DATA EXTRACTS: Begin
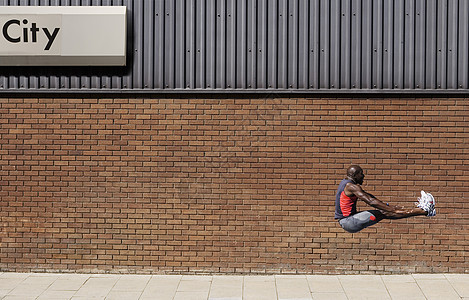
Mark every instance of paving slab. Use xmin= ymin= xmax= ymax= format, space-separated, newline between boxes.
xmin=173 ymin=291 xmax=209 ymax=300
xmin=0 ymin=277 xmax=24 ymax=291
xmin=0 ymin=273 xmax=30 ymax=279
xmin=177 ymin=275 xmax=212 ymax=293
xmin=111 ymin=275 xmax=151 ymax=292
xmin=307 ymin=275 xmax=348 ymax=300
xmin=339 ymin=275 xmax=391 ymax=300
xmin=275 ymin=275 xmax=312 ymax=300
xmin=0 ymin=272 xmax=465 ymax=299
xmin=139 ymin=275 xmax=181 ymax=300
xmin=47 ymin=274 xmax=90 ymax=291
xmin=307 ymin=275 xmax=345 ymax=293
xmin=0 ymin=289 xmax=12 ymax=298
xmin=171 ymin=275 xmax=212 ymax=300
xmin=70 ymin=296 xmax=105 ymax=300
xmin=445 ymin=274 xmax=469 ymax=298
xmin=72 ymin=275 xmax=120 ymax=298
xmin=3 ymin=296 xmax=38 ymax=300
xmin=209 ymin=276 xmax=243 ymax=300
xmin=105 ymin=290 xmax=142 ymax=300
xmin=381 ymin=275 xmax=426 ymax=300
xmin=7 ymin=274 xmax=58 ymax=298
xmin=243 ymin=276 xmax=277 ymax=300
xmin=311 ymin=292 xmax=348 ymax=300
xmin=36 ymin=290 xmax=77 ymax=300
xmin=413 ymin=274 xmax=462 ymax=300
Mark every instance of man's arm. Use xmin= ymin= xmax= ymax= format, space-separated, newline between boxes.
xmin=344 ymin=183 xmax=398 ymax=213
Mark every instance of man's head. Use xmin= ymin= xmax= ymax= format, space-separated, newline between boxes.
xmin=346 ymin=165 xmax=365 ymax=185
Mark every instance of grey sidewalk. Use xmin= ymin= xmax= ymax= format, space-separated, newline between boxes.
xmin=0 ymin=272 xmax=468 ymax=300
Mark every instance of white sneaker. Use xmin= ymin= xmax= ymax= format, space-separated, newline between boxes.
xmin=417 ymin=190 xmax=436 ymax=217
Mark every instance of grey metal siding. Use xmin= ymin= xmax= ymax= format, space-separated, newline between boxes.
xmin=1 ymin=0 xmax=469 ymax=93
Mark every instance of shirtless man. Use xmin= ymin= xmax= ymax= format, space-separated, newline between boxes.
xmin=335 ymin=165 xmax=436 ymax=233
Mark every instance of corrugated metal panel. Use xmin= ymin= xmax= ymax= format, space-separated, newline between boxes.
xmin=1 ymin=0 xmax=469 ymax=93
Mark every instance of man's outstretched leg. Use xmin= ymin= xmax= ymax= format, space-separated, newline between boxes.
xmin=382 ymin=191 xmax=436 ymax=219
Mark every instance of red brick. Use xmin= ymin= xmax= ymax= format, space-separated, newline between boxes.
xmin=0 ymin=96 xmax=467 ymax=274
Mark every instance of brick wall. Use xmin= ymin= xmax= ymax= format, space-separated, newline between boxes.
xmin=0 ymin=96 xmax=468 ymax=274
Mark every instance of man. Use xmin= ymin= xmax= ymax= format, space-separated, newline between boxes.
xmin=335 ymin=165 xmax=436 ymax=233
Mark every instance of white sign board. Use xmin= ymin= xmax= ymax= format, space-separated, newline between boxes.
xmin=0 ymin=6 xmax=127 ymax=66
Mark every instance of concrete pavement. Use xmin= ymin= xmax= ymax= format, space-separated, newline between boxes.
xmin=0 ymin=272 xmax=468 ymax=300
DATA EXTRACTS: End
Only the pictures are dropped. Otherwise, write out the listing exactly.

• **FINISHED TASK**
Mark every instance of paving slab. Use xmin= ymin= xmax= ymax= format, space-separated, newline between boxes.
xmin=173 ymin=291 xmax=209 ymax=300
xmin=0 ymin=277 xmax=24 ymax=291
xmin=0 ymin=273 xmax=30 ymax=279
xmin=177 ymin=275 xmax=212 ymax=293
xmin=111 ymin=275 xmax=151 ymax=292
xmin=307 ymin=275 xmax=348 ymax=300
xmin=339 ymin=275 xmax=391 ymax=300
xmin=275 ymin=275 xmax=312 ymax=300
xmin=0 ymin=272 xmax=465 ymax=299
xmin=139 ymin=275 xmax=181 ymax=300
xmin=47 ymin=274 xmax=90 ymax=291
xmin=307 ymin=275 xmax=345 ymax=293
xmin=0 ymin=289 xmax=12 ymax=298
xmin=171 ymin=275 xmax=212 ymax=300
xmin=70 ymin=296 xmax=105 ymax=300
xmin=445 ymin=274 xmax=469 ymax=298
xmin=72 ymin=275 xmax=120 ymax=298
xmin=3 ymin=296 xmax=38 ymax=300
xmin=209 ymin=276 xmax=243 ymax=300
xmin=105 ymin=290 xmax=142 ymax=300
xmin=381 ymin=275 xmax=426 ymax=300
xmin=7 ymin=274 xmax=58 ymax=298
xmin=243 ymin=276 xmax=277 ymax=300
xmin=311 ymin=292 xmax=348 ymax=300
xmin=36 ymin=290 xmax=77 ymax=300
xmin=413 ymin=274 xmax=462 ymax=300
Mark every instance of man's arm. Use xmin= ymin= xmax= ymax= format, space-separated, newline between boxes.
xmin=344 ymin=183 xmax=398 ymax=213
Mark every instance of man's head. Use xmin= ymin= xmax= ymax= format, space-separated, newline between boxes.
xmin=346 ymin=165 xmax=365 ymax=185
Mark every instance of grey sidewalk. Use xmin= ymin= xmax= ymax= format, space-separated, newline between boxes.
xmin=0 ymin=272 xmax=468 ymax=300
Mark every instance of white sneaker. Use xmin= ymin= xmax= ymax= format, space-separated, newline between boxes.
xmin=417 ymin=190 xmax=436 ymax=217
Mark every instance of grey metal siding. Use xmin= ymin= xmax= ymax= format, space-separated, newline between boxes.
xmin=1 ymin=0 xmax=469 ymax=93
Mark every instance of shirtless man. Use xmin= ymin= xmax= ymax= format, space-separated, newline between boxes.
xmin=335 ymin=165 xmax=436 ymax=233
Mark every instance of corrugated metal panel. Use xmin= ymin= xmax= ymax= format, space-separated, newline between boxes.
xmin=1 ymin=0 xmax=469 ymax=93
Mark every instance of man's outstretched leg. Use xmin= ymin= xmax= ymax= format, space-separated, newline between boxes.
xmin=382 ymin=191 xmax=436 ymax=219
Mark every instance of red brick. Use xmin= ymin= xmax= ymax= format, space-separated, newline between boxes.
xmin=0 ymin=96 xmax=467 ymax=274
Mark every instance of brick wall. Use xmin= ymin= xmax= ymax= format, space-separated, newline between boxes.
xmin=0 ymin=96 xmax=468 ymax=274
Mark every instance of man. Use xmin= ymin= xmax= ymax= format, space-separated, newline between boxes.
xmin=335 ymin=165 xmax=436 ymax=233
Mark every instance of white sign board. Use xmin= ymin= xmax= ymax= format, space-separated, newline between boxes.
xmin=0 ymin=6 xmax=127 ymax=66
Mark every instance of concrete pavement. Use xmin= ymin= xmax= ymax= format, space-separated, newline between boxes.
xmin=0 ymin=272 xmax=468 ymax=300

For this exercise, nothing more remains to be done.